*What to do:* Repeat exactly, and only, the lines from the one holding "Thank you for the photograph. Please indicate the black mulch" through the last line of the records below.

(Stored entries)

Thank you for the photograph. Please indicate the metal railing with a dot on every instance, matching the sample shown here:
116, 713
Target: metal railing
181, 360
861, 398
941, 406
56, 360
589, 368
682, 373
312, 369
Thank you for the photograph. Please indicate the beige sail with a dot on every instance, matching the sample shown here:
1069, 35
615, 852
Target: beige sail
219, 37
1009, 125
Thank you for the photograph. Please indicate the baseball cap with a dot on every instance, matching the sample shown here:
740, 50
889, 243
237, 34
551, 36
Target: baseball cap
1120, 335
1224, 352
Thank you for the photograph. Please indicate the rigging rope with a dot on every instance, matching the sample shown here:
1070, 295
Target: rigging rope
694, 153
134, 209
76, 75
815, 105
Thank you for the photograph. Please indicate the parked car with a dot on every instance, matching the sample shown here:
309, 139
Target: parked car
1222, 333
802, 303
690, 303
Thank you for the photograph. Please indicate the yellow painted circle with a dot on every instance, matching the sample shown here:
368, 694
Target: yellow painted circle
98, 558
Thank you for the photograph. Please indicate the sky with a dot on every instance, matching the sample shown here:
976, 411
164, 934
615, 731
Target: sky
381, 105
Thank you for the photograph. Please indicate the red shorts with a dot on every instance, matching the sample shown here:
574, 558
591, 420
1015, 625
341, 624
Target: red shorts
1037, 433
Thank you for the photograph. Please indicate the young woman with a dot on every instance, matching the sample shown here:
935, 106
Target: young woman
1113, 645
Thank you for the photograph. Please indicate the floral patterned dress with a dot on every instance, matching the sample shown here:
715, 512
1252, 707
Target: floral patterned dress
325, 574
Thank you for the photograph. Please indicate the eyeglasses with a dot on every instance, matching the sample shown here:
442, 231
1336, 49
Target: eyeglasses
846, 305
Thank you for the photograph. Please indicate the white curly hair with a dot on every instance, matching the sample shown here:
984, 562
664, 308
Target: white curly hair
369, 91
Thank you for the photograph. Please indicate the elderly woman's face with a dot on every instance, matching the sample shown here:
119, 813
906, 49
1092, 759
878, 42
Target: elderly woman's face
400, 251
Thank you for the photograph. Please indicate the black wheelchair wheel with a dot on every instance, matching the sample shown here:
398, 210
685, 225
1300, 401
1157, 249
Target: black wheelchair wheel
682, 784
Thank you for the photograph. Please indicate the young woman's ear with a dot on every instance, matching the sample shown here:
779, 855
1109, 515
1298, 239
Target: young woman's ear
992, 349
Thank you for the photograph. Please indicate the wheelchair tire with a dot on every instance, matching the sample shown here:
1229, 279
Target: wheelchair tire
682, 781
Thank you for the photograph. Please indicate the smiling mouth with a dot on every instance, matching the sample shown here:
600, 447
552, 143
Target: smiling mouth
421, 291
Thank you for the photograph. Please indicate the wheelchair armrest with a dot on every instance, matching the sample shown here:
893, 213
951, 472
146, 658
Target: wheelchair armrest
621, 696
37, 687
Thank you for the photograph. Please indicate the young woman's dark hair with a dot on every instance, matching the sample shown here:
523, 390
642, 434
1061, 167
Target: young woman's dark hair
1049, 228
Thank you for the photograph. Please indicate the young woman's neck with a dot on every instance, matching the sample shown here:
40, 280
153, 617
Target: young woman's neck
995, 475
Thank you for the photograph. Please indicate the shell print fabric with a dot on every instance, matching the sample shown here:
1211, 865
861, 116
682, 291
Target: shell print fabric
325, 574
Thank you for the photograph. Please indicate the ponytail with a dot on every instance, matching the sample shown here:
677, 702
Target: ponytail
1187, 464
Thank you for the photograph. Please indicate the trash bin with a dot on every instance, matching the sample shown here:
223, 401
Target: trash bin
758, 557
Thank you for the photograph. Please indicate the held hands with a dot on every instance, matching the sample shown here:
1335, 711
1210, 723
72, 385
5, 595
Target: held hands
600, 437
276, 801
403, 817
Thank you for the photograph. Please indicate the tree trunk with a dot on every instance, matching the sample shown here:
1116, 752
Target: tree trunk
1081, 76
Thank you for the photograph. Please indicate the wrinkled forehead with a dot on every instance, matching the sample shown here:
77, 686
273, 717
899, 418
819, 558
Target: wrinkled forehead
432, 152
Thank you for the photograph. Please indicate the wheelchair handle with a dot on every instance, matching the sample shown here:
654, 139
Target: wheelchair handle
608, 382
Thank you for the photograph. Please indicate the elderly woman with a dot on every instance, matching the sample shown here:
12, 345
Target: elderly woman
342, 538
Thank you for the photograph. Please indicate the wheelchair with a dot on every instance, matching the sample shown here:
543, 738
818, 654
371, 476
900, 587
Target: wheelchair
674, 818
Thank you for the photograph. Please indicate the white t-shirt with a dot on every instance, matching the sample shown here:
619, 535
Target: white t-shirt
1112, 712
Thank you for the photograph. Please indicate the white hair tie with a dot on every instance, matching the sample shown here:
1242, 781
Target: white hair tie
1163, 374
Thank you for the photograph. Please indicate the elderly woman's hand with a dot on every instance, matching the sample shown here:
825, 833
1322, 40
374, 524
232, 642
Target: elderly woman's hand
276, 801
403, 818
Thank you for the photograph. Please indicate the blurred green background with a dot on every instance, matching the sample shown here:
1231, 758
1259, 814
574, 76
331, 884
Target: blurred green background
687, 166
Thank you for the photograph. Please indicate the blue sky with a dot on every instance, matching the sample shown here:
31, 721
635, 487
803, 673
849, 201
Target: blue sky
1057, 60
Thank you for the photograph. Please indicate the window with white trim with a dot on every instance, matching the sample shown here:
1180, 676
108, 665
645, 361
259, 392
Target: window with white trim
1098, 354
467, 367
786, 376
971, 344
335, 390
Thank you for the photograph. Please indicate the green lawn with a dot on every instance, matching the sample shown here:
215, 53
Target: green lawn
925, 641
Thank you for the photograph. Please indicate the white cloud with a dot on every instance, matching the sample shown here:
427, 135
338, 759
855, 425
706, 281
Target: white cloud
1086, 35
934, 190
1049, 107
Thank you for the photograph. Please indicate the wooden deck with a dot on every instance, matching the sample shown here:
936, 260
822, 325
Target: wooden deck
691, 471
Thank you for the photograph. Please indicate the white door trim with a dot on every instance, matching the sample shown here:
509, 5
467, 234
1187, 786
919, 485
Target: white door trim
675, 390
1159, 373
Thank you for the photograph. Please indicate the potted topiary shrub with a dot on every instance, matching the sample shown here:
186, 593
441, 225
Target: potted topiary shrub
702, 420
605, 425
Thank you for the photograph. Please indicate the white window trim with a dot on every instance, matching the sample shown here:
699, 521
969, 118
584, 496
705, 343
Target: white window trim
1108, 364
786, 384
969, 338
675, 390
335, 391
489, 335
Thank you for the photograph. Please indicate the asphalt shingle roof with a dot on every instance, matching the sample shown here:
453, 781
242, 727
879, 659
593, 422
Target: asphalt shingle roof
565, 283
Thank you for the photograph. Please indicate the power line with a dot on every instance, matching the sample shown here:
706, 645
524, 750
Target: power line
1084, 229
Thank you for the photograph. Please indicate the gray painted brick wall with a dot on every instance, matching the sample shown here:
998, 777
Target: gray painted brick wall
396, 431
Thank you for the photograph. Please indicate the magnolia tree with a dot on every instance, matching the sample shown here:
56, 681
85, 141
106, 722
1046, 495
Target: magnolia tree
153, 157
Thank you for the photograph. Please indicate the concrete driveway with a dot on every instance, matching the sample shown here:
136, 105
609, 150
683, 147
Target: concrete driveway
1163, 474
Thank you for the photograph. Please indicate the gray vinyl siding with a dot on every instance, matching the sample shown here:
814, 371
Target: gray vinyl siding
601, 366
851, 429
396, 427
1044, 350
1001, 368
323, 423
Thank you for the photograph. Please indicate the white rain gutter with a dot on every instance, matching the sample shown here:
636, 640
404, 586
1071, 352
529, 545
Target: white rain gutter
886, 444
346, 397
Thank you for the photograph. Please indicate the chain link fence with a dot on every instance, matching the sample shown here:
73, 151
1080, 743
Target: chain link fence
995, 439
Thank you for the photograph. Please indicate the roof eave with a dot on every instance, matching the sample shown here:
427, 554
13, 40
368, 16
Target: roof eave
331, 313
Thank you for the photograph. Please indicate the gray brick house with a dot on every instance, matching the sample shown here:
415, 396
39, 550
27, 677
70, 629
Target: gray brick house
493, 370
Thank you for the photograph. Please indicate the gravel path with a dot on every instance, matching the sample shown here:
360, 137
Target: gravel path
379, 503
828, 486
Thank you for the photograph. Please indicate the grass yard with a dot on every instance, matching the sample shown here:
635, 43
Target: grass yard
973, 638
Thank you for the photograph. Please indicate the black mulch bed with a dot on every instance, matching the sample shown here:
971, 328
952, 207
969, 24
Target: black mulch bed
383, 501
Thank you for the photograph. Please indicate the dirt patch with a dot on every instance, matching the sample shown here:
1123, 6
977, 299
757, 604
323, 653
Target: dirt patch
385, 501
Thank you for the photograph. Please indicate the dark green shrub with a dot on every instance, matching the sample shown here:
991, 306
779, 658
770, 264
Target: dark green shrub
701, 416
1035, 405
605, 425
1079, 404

*Finished answer:*
Thank you for the photograph. Please indicate the black mulch bed with a dot on every instance, matching the sample shown here:
971, 328
952, 207
969, 24
Target: black mulch bed
383, 501
Thank you for the photograph. Please indicate the dirt patch with a dot on every instance, matching the sample shown here:
1123, 6
977, 299
757, 604
323, 653
Target: dirt patch
385, 501
Thank you for the photograph. Please indicate the dark green shrub with a dot on every instance, matching the sample shown here:
991, 306
779, 658
770, 264
Target: dark green shrub
701, 416
1035, 405
605, 425
1079, 404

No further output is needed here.